◆ DIRECTIONS
Where the string "blanket" shows up in a line of the records, copy that line.

(Collected data entries)
---*---
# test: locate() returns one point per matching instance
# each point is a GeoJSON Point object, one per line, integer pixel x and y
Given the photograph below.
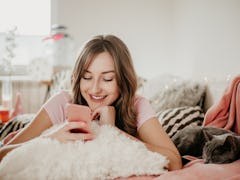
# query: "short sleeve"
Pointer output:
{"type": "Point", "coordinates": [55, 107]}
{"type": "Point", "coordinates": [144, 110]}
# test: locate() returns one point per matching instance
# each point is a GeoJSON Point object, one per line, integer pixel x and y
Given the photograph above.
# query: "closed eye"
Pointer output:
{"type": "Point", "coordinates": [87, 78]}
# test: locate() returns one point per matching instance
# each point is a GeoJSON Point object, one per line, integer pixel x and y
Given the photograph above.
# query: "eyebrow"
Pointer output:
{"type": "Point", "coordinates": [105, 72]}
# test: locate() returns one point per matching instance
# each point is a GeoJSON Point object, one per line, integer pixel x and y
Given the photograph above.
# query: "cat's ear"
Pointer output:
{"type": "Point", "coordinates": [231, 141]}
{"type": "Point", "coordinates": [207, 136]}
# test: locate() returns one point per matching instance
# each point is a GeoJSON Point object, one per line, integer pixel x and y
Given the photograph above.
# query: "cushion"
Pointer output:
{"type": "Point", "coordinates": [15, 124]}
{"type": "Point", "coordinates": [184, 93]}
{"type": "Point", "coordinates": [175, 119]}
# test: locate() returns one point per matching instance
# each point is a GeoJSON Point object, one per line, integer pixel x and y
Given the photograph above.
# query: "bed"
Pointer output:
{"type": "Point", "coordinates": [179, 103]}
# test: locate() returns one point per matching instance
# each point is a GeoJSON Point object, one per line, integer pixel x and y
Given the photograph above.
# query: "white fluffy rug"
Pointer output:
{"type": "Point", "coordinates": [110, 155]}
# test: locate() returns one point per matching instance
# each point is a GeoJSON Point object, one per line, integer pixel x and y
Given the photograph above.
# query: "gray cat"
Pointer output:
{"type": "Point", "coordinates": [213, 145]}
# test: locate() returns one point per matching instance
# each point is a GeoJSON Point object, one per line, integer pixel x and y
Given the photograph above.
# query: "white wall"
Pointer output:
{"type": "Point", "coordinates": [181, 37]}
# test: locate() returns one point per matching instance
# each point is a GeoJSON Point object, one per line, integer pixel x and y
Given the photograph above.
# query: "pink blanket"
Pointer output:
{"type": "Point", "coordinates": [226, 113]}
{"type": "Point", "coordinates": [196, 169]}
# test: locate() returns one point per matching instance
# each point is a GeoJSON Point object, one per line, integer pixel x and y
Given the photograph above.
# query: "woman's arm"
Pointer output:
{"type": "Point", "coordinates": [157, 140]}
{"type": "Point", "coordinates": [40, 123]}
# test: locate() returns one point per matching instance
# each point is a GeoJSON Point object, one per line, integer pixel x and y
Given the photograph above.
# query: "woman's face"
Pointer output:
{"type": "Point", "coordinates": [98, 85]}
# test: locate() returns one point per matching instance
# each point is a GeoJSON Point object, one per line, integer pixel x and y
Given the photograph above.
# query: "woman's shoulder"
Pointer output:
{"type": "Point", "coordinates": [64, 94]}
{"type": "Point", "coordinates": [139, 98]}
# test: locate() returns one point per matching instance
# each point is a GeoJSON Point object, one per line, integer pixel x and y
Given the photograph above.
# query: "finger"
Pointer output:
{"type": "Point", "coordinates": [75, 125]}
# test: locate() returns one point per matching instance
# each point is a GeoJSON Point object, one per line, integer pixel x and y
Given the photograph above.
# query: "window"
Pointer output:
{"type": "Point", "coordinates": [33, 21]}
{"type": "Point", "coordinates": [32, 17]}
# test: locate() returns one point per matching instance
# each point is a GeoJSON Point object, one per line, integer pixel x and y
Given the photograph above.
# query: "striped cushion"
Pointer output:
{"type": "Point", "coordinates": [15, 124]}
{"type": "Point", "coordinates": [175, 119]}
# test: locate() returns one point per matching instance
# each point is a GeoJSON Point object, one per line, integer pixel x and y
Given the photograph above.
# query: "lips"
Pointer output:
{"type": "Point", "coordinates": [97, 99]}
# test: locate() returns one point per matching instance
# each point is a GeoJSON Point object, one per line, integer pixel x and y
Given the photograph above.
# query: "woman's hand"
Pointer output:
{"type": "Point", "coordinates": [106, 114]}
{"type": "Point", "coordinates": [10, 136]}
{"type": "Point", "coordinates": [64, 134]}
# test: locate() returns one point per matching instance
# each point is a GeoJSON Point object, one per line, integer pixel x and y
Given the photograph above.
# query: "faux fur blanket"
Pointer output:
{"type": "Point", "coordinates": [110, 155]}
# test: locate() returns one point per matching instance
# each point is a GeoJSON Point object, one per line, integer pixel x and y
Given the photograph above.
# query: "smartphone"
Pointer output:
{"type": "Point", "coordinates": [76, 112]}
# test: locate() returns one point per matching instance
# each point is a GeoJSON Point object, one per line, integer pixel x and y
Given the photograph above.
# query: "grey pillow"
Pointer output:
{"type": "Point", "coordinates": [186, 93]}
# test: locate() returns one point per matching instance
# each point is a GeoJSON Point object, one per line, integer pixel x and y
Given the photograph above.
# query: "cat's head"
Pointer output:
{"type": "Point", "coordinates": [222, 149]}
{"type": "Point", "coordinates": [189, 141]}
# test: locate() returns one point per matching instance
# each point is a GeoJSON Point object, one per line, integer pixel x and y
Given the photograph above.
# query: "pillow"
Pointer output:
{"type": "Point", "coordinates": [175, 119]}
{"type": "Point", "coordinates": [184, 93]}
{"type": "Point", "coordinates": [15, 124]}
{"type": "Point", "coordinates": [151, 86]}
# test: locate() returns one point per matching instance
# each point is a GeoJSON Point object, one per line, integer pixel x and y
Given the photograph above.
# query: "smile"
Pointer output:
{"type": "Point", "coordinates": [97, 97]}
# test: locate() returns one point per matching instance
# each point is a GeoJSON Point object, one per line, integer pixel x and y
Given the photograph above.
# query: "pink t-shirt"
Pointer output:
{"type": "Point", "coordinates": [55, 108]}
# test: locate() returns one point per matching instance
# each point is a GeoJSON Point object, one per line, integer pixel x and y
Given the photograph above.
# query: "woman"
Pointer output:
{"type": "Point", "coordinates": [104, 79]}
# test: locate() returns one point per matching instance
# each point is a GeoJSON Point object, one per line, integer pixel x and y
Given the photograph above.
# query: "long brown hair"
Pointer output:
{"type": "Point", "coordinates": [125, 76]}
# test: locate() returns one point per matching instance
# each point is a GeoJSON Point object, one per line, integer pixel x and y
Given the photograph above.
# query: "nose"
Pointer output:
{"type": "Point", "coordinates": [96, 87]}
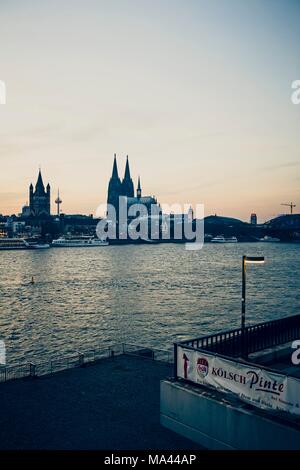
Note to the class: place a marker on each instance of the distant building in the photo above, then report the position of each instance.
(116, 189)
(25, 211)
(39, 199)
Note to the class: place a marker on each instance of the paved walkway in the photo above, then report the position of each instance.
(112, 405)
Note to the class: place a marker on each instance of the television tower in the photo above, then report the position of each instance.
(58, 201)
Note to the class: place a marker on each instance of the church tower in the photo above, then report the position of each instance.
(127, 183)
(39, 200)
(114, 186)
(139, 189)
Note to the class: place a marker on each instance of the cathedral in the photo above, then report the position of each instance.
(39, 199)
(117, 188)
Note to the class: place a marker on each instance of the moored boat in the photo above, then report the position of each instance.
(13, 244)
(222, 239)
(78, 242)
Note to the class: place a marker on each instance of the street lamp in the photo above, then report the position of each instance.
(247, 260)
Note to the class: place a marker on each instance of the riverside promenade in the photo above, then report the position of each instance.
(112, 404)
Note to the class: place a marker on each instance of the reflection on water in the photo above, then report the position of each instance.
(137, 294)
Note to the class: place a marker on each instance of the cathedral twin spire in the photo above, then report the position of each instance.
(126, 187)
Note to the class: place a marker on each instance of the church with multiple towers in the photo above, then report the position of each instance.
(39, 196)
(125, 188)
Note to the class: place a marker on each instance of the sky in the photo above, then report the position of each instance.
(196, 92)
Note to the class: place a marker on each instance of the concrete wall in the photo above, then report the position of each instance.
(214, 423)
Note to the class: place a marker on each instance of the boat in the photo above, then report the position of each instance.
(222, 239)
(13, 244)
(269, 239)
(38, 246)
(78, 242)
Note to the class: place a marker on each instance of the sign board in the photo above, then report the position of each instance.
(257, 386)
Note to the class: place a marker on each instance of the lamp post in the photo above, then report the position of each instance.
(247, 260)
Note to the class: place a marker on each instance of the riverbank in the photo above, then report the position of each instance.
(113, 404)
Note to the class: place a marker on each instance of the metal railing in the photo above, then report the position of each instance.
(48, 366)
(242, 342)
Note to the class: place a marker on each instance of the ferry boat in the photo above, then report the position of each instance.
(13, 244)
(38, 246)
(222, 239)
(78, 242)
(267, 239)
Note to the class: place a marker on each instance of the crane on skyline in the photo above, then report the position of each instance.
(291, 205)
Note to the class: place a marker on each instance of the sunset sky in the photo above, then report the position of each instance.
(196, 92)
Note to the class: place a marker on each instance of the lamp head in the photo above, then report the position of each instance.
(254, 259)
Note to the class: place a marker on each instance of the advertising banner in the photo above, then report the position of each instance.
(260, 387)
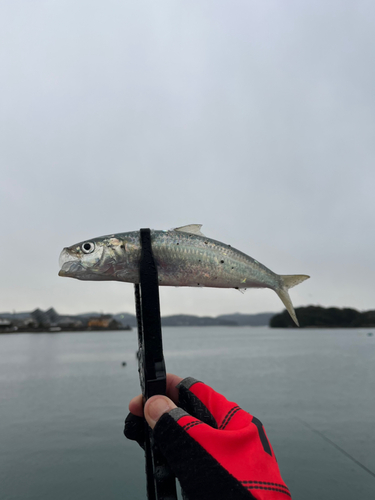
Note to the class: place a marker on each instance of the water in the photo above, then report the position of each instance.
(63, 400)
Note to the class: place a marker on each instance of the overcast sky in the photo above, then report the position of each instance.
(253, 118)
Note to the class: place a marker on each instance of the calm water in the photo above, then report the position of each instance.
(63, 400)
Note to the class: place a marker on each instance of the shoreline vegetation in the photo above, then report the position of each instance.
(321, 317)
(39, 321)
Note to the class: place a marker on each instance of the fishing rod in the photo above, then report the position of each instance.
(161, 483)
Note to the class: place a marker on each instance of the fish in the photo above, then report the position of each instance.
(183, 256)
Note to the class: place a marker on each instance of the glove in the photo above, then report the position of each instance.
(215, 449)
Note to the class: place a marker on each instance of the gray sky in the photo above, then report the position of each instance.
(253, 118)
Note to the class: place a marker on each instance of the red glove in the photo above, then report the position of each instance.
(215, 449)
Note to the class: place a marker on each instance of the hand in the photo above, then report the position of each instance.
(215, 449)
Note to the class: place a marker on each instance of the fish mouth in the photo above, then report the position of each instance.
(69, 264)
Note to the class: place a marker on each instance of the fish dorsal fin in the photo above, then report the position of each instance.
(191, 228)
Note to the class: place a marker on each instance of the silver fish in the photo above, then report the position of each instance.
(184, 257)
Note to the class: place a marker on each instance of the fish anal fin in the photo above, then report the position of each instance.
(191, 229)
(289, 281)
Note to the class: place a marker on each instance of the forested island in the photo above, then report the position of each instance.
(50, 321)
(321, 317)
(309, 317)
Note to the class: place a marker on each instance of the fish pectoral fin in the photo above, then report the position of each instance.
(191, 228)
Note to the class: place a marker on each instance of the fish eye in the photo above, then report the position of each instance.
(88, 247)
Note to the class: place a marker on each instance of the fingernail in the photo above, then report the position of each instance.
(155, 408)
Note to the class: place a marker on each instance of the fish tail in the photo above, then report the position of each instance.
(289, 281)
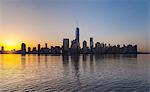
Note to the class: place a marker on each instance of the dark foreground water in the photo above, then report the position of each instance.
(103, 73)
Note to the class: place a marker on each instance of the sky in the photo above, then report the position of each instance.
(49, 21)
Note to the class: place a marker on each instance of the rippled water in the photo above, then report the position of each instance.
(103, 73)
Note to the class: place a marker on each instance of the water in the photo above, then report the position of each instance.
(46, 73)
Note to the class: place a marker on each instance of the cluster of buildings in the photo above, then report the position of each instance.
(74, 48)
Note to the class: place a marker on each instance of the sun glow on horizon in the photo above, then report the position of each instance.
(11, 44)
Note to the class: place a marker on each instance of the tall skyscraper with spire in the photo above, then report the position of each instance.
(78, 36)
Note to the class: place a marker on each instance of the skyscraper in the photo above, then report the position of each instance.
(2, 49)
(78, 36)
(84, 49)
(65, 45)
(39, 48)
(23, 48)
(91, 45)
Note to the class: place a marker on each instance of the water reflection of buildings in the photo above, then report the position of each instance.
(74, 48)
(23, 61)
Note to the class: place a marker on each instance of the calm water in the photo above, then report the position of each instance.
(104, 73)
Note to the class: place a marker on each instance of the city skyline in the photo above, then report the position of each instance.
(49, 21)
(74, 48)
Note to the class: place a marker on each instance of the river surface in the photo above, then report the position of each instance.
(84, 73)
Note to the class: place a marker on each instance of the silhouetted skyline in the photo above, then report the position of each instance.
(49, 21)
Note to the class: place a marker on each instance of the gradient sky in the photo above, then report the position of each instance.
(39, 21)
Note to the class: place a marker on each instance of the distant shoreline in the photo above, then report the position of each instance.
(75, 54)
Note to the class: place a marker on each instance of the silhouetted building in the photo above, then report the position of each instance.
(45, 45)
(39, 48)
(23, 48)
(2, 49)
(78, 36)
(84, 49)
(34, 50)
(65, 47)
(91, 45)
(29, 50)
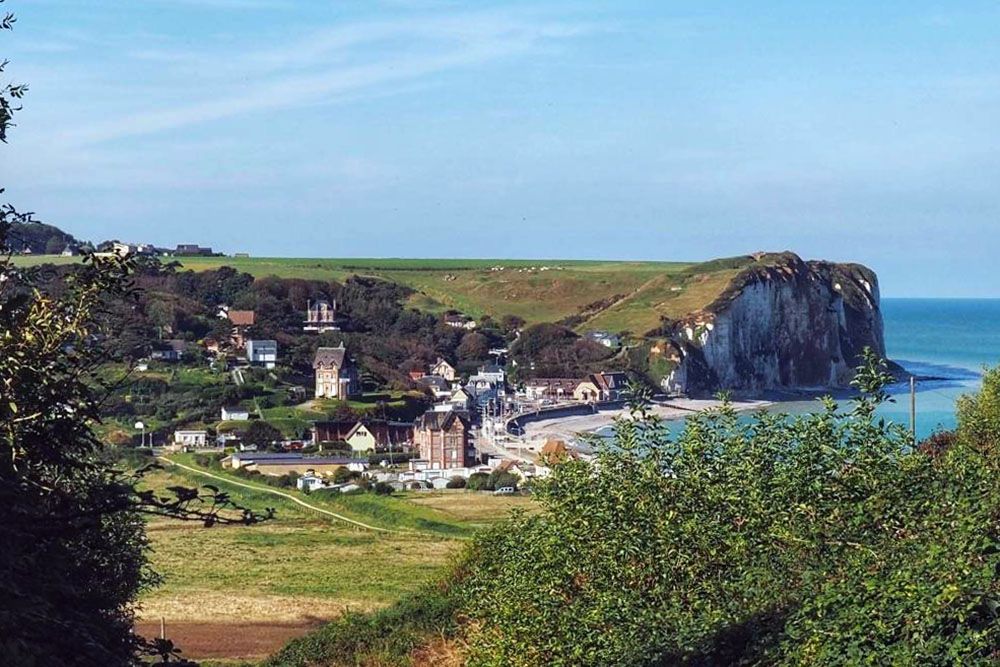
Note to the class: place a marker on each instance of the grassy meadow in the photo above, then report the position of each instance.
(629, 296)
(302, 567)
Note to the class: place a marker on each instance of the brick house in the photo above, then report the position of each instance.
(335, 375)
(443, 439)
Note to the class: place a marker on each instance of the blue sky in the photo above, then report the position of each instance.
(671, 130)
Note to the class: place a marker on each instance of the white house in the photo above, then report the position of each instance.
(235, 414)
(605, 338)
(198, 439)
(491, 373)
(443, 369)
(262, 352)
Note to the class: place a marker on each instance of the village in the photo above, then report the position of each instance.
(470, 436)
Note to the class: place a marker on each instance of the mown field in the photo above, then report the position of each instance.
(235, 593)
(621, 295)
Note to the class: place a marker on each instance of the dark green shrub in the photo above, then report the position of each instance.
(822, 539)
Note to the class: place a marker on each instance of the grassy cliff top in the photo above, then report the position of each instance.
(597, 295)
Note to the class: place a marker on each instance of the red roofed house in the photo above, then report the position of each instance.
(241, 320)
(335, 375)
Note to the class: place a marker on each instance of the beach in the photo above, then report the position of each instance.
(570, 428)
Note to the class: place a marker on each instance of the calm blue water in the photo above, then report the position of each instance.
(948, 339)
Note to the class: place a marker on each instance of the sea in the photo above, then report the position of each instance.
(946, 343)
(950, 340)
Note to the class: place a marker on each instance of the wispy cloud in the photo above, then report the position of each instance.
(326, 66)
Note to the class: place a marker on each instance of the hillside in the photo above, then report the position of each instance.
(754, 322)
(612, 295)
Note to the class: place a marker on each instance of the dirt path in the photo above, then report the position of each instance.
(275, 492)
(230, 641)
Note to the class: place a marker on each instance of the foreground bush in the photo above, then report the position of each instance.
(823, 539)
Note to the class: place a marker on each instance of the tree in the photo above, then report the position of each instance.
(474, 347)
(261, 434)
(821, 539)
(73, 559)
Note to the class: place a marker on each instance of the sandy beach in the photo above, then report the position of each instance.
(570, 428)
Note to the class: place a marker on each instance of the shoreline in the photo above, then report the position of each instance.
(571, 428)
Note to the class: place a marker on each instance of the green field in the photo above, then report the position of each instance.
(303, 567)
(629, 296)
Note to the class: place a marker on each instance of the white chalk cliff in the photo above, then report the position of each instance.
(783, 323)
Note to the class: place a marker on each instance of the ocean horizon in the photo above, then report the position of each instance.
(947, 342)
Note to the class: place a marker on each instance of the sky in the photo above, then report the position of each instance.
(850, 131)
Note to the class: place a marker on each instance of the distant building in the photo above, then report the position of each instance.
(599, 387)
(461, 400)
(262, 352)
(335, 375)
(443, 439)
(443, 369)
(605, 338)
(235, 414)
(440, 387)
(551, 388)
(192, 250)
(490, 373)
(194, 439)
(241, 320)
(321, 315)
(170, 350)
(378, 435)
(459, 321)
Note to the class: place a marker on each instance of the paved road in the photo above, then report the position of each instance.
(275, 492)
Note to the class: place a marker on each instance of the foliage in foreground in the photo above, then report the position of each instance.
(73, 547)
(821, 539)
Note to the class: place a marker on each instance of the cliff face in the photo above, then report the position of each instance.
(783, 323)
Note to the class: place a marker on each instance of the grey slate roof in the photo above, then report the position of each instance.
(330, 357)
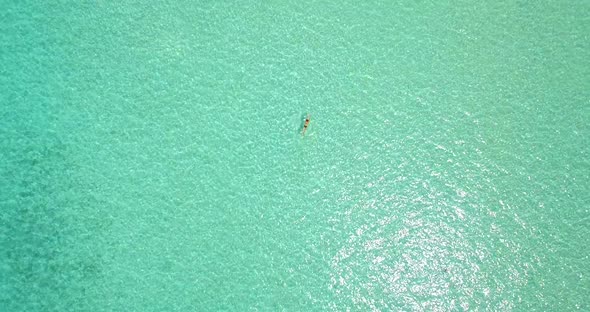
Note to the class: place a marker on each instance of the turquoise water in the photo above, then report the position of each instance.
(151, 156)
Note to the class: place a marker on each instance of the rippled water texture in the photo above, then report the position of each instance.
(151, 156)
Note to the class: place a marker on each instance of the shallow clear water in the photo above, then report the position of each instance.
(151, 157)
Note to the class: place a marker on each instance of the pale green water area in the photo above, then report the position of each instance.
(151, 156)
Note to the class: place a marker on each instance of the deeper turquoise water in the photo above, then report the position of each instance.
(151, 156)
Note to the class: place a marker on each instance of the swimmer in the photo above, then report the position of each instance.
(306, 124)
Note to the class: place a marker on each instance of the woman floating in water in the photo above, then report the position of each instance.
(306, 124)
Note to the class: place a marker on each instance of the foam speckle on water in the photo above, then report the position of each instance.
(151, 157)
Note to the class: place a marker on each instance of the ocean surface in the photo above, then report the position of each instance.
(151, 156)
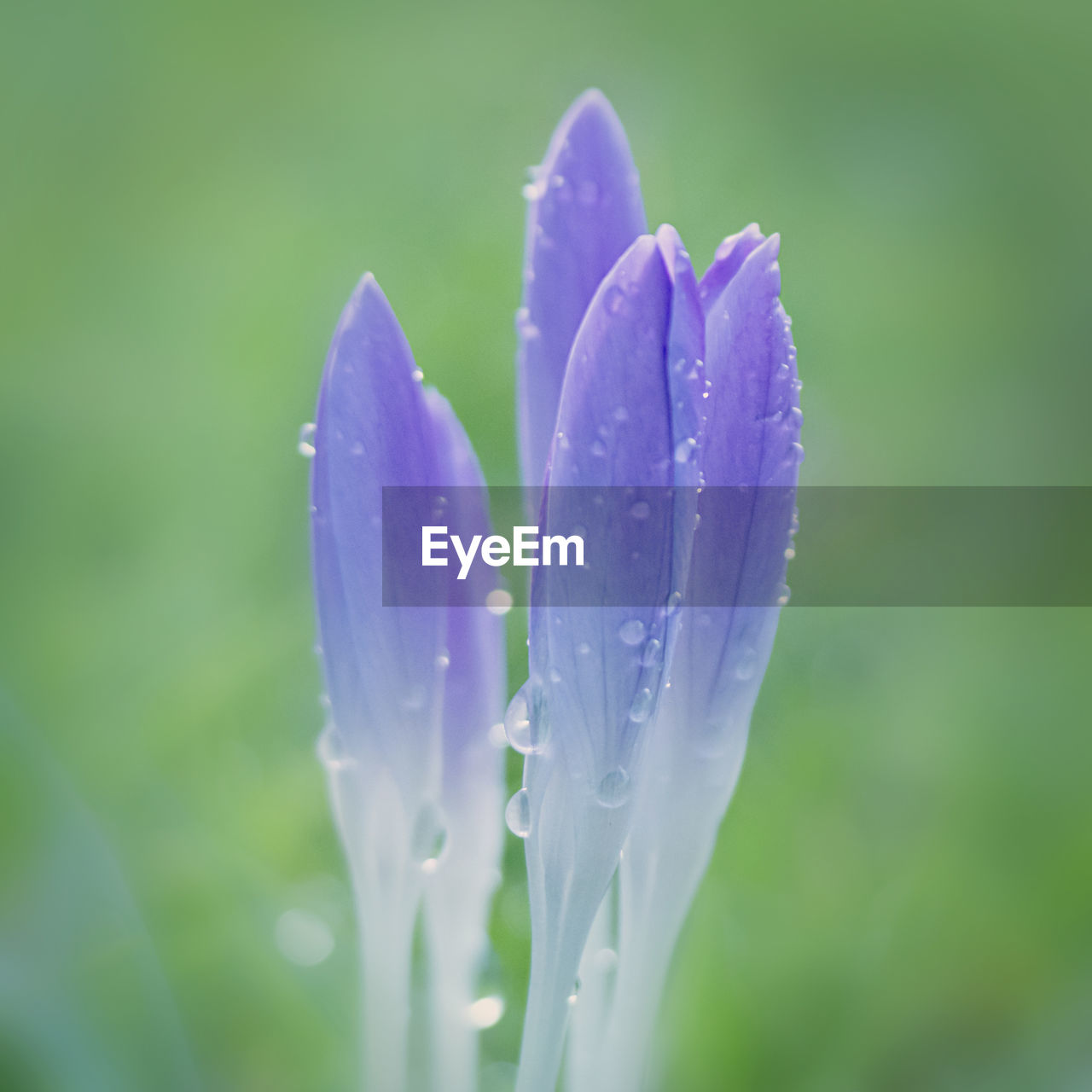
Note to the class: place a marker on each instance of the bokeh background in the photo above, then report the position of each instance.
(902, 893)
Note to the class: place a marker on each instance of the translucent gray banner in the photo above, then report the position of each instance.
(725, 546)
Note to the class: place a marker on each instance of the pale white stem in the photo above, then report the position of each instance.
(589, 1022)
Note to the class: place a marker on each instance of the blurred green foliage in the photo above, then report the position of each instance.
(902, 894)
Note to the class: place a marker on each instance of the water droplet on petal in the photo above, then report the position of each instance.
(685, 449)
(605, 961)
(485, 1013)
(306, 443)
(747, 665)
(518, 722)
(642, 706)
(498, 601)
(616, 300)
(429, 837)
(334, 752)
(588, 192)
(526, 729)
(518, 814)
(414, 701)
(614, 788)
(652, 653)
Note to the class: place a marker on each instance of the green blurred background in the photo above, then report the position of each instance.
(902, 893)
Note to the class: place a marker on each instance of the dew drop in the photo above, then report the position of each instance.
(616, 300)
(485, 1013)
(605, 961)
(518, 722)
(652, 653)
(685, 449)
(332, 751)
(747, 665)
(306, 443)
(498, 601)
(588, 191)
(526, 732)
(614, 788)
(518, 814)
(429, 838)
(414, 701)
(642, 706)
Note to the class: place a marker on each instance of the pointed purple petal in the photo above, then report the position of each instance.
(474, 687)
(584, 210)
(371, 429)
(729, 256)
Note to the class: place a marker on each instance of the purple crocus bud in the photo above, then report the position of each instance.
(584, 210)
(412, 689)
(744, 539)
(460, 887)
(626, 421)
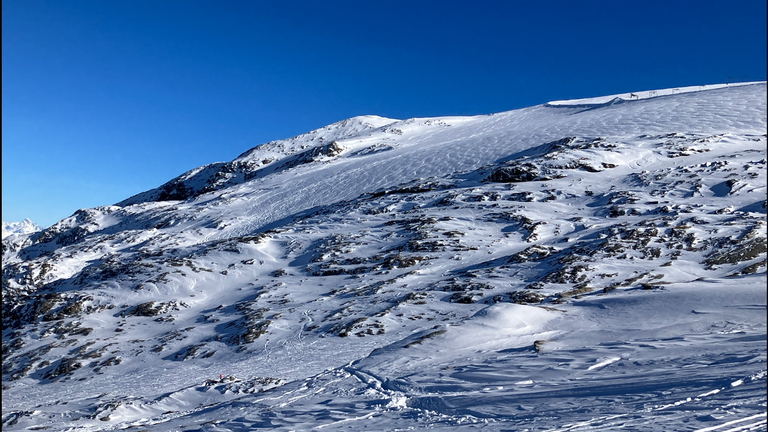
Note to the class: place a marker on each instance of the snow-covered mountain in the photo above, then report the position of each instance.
---*---
◆ RESULT OF THE TASK
# query: "pink blanket"
# query: "faux fur blanket"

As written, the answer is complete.